## Your objective
Please output the records below word for word and omit the pictures.

*** Data in this exercise Section Begins ***

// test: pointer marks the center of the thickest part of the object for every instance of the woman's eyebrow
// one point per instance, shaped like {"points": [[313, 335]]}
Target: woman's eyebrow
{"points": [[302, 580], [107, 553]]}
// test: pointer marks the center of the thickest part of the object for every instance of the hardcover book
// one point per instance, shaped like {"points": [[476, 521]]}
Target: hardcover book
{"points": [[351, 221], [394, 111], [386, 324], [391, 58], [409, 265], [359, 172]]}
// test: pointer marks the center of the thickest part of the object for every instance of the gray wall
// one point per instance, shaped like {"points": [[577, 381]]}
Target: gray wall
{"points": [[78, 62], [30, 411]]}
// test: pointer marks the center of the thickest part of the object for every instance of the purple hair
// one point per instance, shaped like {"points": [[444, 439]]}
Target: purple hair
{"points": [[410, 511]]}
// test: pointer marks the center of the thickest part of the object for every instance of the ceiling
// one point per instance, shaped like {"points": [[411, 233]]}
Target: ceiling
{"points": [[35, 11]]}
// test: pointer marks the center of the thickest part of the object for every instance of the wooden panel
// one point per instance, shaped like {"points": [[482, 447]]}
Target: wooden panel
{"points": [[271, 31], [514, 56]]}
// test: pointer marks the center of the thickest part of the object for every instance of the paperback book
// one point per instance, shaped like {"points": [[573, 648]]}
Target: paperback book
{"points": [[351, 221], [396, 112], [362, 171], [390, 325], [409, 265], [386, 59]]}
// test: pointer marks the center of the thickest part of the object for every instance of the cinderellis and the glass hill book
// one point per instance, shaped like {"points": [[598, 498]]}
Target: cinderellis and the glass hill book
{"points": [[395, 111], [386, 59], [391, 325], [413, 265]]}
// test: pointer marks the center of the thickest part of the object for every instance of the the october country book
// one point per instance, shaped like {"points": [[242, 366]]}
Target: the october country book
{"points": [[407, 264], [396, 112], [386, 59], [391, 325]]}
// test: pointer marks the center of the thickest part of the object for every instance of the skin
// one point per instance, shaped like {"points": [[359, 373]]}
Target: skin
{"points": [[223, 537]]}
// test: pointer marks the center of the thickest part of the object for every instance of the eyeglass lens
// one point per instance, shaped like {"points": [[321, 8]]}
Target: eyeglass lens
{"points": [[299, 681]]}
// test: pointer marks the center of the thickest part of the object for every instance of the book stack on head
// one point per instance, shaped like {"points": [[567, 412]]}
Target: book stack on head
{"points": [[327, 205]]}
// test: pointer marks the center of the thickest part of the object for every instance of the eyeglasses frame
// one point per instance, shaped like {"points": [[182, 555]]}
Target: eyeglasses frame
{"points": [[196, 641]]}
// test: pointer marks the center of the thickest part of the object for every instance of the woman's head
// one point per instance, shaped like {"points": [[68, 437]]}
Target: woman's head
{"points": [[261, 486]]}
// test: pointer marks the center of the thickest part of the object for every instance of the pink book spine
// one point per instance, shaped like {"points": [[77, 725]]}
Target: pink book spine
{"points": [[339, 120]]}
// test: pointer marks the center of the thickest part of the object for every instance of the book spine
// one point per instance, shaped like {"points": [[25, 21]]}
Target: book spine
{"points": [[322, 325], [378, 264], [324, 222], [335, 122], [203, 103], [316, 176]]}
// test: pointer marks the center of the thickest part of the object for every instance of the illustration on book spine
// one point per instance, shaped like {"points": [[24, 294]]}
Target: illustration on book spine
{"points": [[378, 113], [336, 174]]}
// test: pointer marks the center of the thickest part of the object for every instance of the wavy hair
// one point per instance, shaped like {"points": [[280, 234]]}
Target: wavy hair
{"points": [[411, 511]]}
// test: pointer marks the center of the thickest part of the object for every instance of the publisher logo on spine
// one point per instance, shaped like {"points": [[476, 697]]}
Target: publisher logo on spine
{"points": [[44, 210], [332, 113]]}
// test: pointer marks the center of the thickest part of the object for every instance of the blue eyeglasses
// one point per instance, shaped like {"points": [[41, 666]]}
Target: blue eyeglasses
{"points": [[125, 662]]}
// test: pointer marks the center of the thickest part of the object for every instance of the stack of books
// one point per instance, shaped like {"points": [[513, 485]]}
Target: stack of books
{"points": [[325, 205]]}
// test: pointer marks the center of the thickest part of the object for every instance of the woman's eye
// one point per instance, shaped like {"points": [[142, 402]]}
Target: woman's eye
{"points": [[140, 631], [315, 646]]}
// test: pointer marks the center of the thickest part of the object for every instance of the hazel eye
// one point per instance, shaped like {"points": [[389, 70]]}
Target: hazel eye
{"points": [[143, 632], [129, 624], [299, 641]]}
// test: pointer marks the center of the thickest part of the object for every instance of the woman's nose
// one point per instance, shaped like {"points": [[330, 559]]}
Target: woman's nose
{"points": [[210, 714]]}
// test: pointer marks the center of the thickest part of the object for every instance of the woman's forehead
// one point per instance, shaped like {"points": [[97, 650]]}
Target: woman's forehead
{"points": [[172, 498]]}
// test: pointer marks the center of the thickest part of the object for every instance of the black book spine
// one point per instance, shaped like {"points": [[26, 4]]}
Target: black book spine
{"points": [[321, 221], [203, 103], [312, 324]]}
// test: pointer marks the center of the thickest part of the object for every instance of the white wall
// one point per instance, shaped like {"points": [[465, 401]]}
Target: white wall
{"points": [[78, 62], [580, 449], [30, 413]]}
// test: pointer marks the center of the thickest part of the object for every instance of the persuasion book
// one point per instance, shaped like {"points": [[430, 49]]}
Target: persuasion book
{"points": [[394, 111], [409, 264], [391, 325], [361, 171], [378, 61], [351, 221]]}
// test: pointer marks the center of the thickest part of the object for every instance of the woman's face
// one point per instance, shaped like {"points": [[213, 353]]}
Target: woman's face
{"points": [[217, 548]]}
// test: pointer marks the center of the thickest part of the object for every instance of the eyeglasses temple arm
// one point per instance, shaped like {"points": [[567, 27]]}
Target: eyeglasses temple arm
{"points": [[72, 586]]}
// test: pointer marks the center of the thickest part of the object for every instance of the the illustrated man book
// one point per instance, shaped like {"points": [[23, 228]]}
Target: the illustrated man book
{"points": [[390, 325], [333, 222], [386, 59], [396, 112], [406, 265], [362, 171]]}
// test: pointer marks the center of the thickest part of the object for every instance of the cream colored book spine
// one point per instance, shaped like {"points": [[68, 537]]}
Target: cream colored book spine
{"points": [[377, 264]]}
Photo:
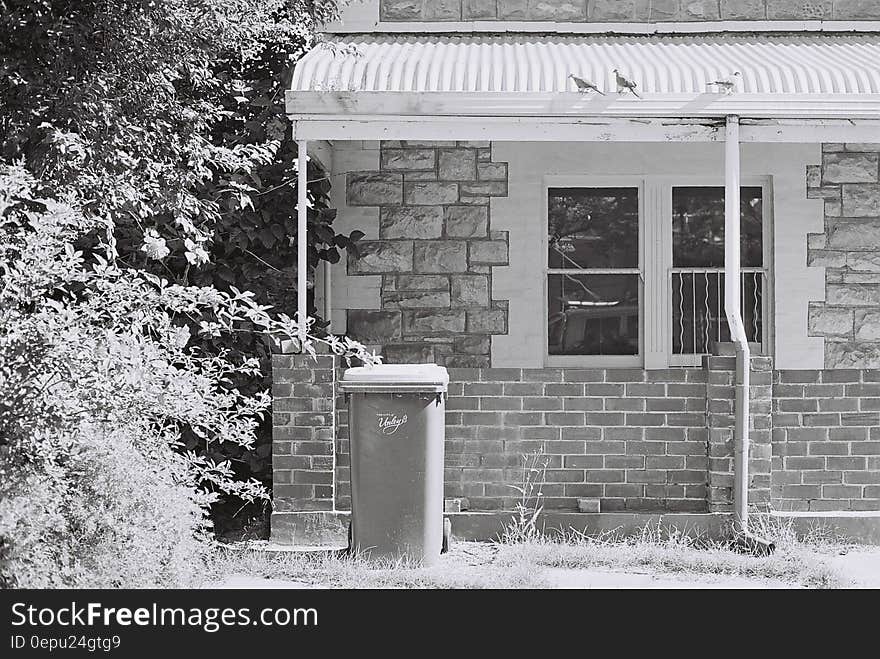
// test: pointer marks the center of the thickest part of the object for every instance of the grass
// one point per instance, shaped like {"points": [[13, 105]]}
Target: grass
{"points": [[468, 565], [666, 552], [658, 551]]}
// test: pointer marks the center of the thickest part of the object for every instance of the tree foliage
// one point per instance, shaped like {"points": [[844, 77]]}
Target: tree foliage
{"points": [[165, 119], [102, 386]]}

*** Data in this exercise Section Ends ***

## Exercise response
// test: pointer marks the center of the thickest part of the object for every instance of the woman's eyebrow
// one point per instance, shaped like {"points": [[313, 335]]}
Target: woman's eyebrow
{"points": [[302, 580], [107, 553]]}
// test: pointer marks the center of the thickest part of the object for every instance of the hardcover book
// one point per instance, shaped like {"points": [[476, 521]]}
Target: hardcover book
{"points": [[351, 221], [394, 111], [386, 324], [391, 58], [409, 265], [359, 172]]}
// test: pointer marks the center of the thickest part of the object for every instance of the gray wall
// one point per instance, shaped like {"points": [[577, 381]]}
Target: gray wall
{"points": [[78, 62], [30, 411]]}
// test: pointer marks the center of the thickest part of the object for every instance of the purple hair
// one point per instance, shaped like {"points": [[444, 439]]}
Target: purple hair
{"points": [[410, 511]]}
// test: pointer marks the center of the thickest part of the object for every instance of the ceiling
// one point per instance, shaped like {"points": [[411, 233]]}
Target: ceiling
{"points": [[35, 11]]}
// test: pointer marks the center of the thickest part of the object for every instance of the wooden panel
// one point per instance, shaped like {"points": [[482, 447]]}
Target: wooden panel
{"points": [[271, 31], [514, 56]]}
// test: pointer marks the center of the thickest part of the object for every instance of the paperback book
// one point per instance, shaped like {"points": [[573, 648]]}
Target: paperback book
{"points": [[351, 221], [396, 112], [362, 171], [390, 325], [409, 265], [386, 59]]}
// test: pointer marks the center of the thickest part of the object for every instance of the cinderellis and the glass hill book
// one point per instance, shaped like {"points": [[598, 498]]}
Target: cinderellis and the glass hill book
{"points": [[395, 111], [386, 59], [391, 325], [413, 265]]}
// test: pointer marks the center of the thickest part of the object for every instance of the the october country book
// one point per instance, shaped like {"points": [[242, 366]]}
Target: the october country book
{"points": [[407, 264], [396, 112], [386, 59], [391, 325]]}
// test: pointer marks the center of the thickest part of the object for every instance of the skin
// one point per instance, shaped like {"points": [[359, 373]]}
Target: skin
{"points": [[223, 537]]}
// test: pointer marks the center of the thickest part of the object for every instance of the eyeglass lens
// one point per instance, shaped like {"points": [[321, 8]]}
Target: eyeglass lens
{"points": [[299, 681]]}
// test: pointer marks the center of the thickest part of the object for every instance of the book stack on head
// one point per instance, shaped like {"points": [[567, 412]]}
Target: book stack on head
{"points": [[327, 205]]}
// test: pointer marks the center of the thickest part of the object for every instance of the eyeglasses frame
// one point per instance, shaped like {"points": [[182, 555]]}
Target: eyeglasses frame
{"points": [[196, 641]]}
// test: pointer marks the center of the thickest part of the object for every instance of the woman's head
// one point per instance, shaped like {"points": [[68, 437]]}
Target: woman's head
{"points": [[261, 486]]}
// test: pointer marks the center of the thickest part of the object for every instance of the pink book spine
// one point per instance, shaped like {"points": [[77, 725]]}
Target: pink book spine
{"points": [[339, 120]]}
// test: pointer marks the center of the thickest part of the object for every instance of the book spine
// one point per instance, shaped like {"points": [[25, 21]]}
Target: book spine
{"points": [[322, 325], [378, 264], [324, 222], [335, 122], [203, 103], [316, 176]]}
// test: pointer marks the center of the thickest part of the object for every instance of the illustration on book spine
// one point per instance, shaped like {"points": [[24, 294]]}
Target: illustration on book spine
{"points": [[378, 113], [336, 174]]}
// test: pointer marks the center of the thickest part of the object for every instance of the wavy hair
// one point per instance, shaped like {"points": [[280, 234]]}
Target: wavy hair
{"points": [[411, 511]]}
// test: pointer marks the center of the thickest part of the object for every instance of the publisher logo on spine
// one point per instance, shaped like {"points": [[476, 697]]}
Target: publisher logo on spine
{"points": [[44, 210], [332, 113]]}
// test: pointer marks the center of the thickest part of the object for every instance of the blue eyeglasses
// one point per instance, shaped like {"points": [[41, 666]]}
Target: blue eyeglasses
{"points": [[125, 662]]}
// test: pointer marks the center of the thickest part of the object for every instance of the stack of books
// one point per instance, shaped like {"points": [[513, 485]]}
Target: stack of books
{"points": [[325, 205]]}
// test: pointer marks the center of the thickest part of the object for every instance of the woman's eye
// one point per instance, shaped like {"points": [[142, 402]]}
Target: woman's eye
{"points": [[140, 631], [315, 646]]}
// test: pointer marks the center of the thickest part of the object for every instance of the hazel eye
// one point per instance, shaped like {"points": [[389, 70]]}
Target: hazel eye
{"points": [[143, 632], [129, 624], [299, 641]]}
// test: pointer marks the center of the thickest part of the object for every instance of the woman's nose
// one point per instance, shaped like {"points": [[330, 559]]}
Target: woman's nose
{"points": [[210, 714]]}
// test: pointer marks the center of the thickest part of the object for every instance of the woman's forehead
// one point per instance, shaped like {"points": [[97, 650]]}
Target: woman's forehead
{"points": [[172, 498]]}
// test: pointer marks the center of the thickest part of the object for every instance of the black book spine
// one point per instance, shaped like {"points": [[26, 4]]}
Target: black book spine
{"points": [[321, 221], [203, 103], [312, 324]]}
// test: pointer marks the center of the thickest part of the object for every instance of the white wall
// one point per instance, shaped like {"points": [[465, 401]]}
Target: white wall
{"points": [[78, 62], [580, 449], [30, 413]]}
// test: pointer marks the center of the thickest part of the object for every instance of the persuasion book
// one point per instance, shaped like {"points": [[430, 49]]}
Target: persuasion book
{"points": [[394, 111], [409, 264], [391, 325], [361, 171], [378, 61], [351, 221]]}
// test: pointer marks the center of the thickest part of the object for every instance of the woman's face
// one point per instance, shaped like {"points": [[213, 353]]}
Target: woman's face
{"points": [[217, 548]]}
// test: pointer marks the center of the thickest part of the object for every instance of the eyeglasses temple arm
// one point per instance, shaped like {"points": [[567, 27]]}
Target: eyeglasses temple arm
{"points": [[72, 586]]}
// test: pointer marks the center of the thickest part of the object for every instance of the the illustrated man book
// one point per instance, shaped like {"points": [[23, 228]]}
Target: the illustrated man book
{"points": [[390, 325], [333, 222], [386, 59], [396, 112], [406, 265], [362, 171]]}
// test: pointer marks the center of the thickest part of the object for every instance of the cream colored book spine
// one point per instance, shaped like {"points": [[68, 537]]}
Target: cream colored book spine
{"points": [[377, 264]]}
Photo:
// test: pointer marks the center of the thickest part of the object for every instance of the grass
// one point per instance, shaped like {"points": [[13, 105]]}
Target: grass
{"points": [[468, 565], [666, 552], [658, 551]]}
// test: pointer marks the center of the thickest part of the object for every instance of the tree foliage
// one point per instance, shaped like {"points": [[844, 77]]}
Target: tree foliage
{"points": [[165, 119], [102, 386]]}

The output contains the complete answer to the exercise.